**O que fazer**
- 1) Transcreva, do artigo sobre a pergunta de Jesus, a parte que começa em "Em outras palavras, o" e segue até "cristificados.".
- 2) Retome o artigo sobre a pergunta de Jesus e dê continuidade a ele logo após a última frase apresentada.
---------- Trecho para leitura ----------
Por Eliana
Maria (Ir. Gabriela, Obl. OSB)

Simão e Saulo passaram por uma profunda transformação a partir do encontro com a pessoa de Jesus Cristo, tornado-se Pedro e Paulo
*Artigo
d0 Padre Adroaldo Palaoro, SJ
‘Os
acontecimentos e, sobretudo, as pessoas que encontramos ao longo da existência,
são os que vão nos fazendo passar por contínuas transformações. Por isso,
quando narramos nossa história de vida, quase sempre mencionamos alguém em
particular que nos marcou profundamente. Já não somos mais os mesmos depois de
ter conhecido certas pessoas que se tornaram especiais. Nosso olhar e nossa
memória retornam a elas frequentemente, por sua constante inspiração e
companhia.
Por
isso, a pergunta que Jesus dirige aos discípulos não é superficial : ‘E vós,
quem dizeis que eu sou?’. Esta é a questão, a grande pergunta de Jesus que
continua ressoando em todos nós, seus(suas) seguidores(as). Dependendo da
resposta que damos, isso terá implicações profundas em nossa existência : a
centralidade do modo de ser e de agir de Jesus em nossos compromissos, a
ressonância de suas palavras em nossa vida, a sintonia com suas grandes opções,
a sensibilidade diante dos mais pobres e excluídos, a nova relação com o Pai...
Em outras palavras, o encontro com a identidade de Jesus desvela nossa
verdadeira identidade e, por isso mesmo, nosso modo de ser e de agir serão
cristificados.
Segundo
o Evangelho deste domingo, só reconhecendo a identidade de Jesus estaremos
capacitados para escutar o que ele tem a nos dizer. Por isso, quando Pedro
declarou quem era de verdade aquele a quem tinham seguido, o Senhor mudou seu
nome – ‘tu és Pedro, e sobre esta pedra edificarei minha Igreja’. Só
Jesus conhece bem quem somos e o que podemos realizar.
O
ser humano é um ser chamado. Chegamos a ser nós mesmos graças ao chamado, ao
olhar, à palavra de outro. E na palavra e no chamado que vem de Jesus, vamos
percebendo que o mistério de Deus, totalmente outro e absolutamente íntimo, nos
envolve e nos fundamenta.
Não
podemos definir Jesus com dogmas e doutrinas, mas também não podemos deixar de
nos perguntar : ‘quem é este homem Jesus?’. Toda tentativa de responder
com fórmulas fechadas não solucionará o problema. A resposta deve ser
vivencial, não teórica : ‘quê dizes tua vida de mim?’, pergunta Jesus.
---------- Material fornecido ----------
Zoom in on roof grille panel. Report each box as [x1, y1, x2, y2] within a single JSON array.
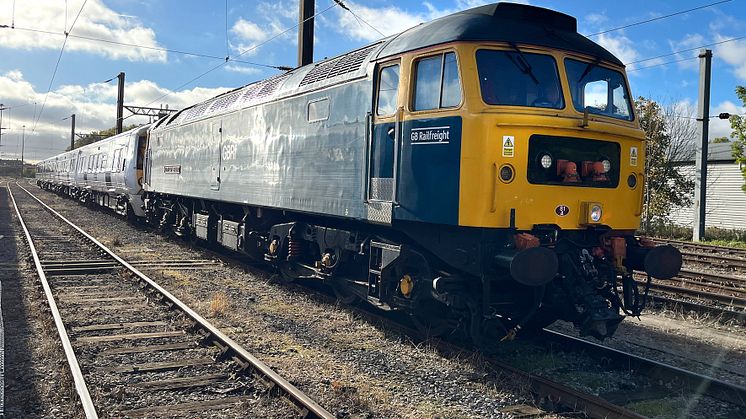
[[241, 73, 290, 106], [300, 44, 379, 86], [210, 90, 243, 113]]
----------
**Respostas às tarefas**
- 1)
Em outras palavras, o encontro com a identidade de Jesus desvela nossa
verdadeira identidade e, por isso mesmo, nosso modo de ser e de agir serão
cristificados.

- 2)
Nossa
vida, enquanto seguidores(as), é a que deve dizer quem é Jesus para nós. Do
esforço dos primeiros cristãos por compreender Jesus devemos fazer nossas as
perguntas que foram feitas, não as respostas que deram. Por mais informações
que recebamos sobre ele, por mais normas morais e ritos que aprendamos e
pratiquemos, se ninguém nos convida, com sua vida, a prolongar o estilo de vida
de Jesus, tudo permanecerá superficial e em nada nos enriquece.
Dar
por definitivas as respostas dos primeiros concílios acabam nos afundando na
rotina da repetição de fórmulas. O decisivo é descobrir a qualidade humana de
Jesus e deixar que ele desvele o que há de mais humano em cada um de nós.
Afinal, o centro da missão do Mestre de Nazaré está em ajudar a sermos um pouco
mais humanos, sobretudo nas relações com os outros e com o Pai.
Se
cremos que o importante é a resposta, que já está dada, todos permanecemos em
paz e acomodados – isso é grave. Hoje sabemos que o importante é que
continuemos fazendo-nos a pergunta. A resposta nos paralisa; a pergunta nos
mantém acesos e criativos, pois esta tem impacto no modo cristificado de viver.
Uma fé, vivida sem perguntas, acaba se
esvaziando daquele mesmo impulso vital de Jesus. Somos seguidores(as) de uma
Pessoa (Jesus Cristo) e não de respostas teológicas.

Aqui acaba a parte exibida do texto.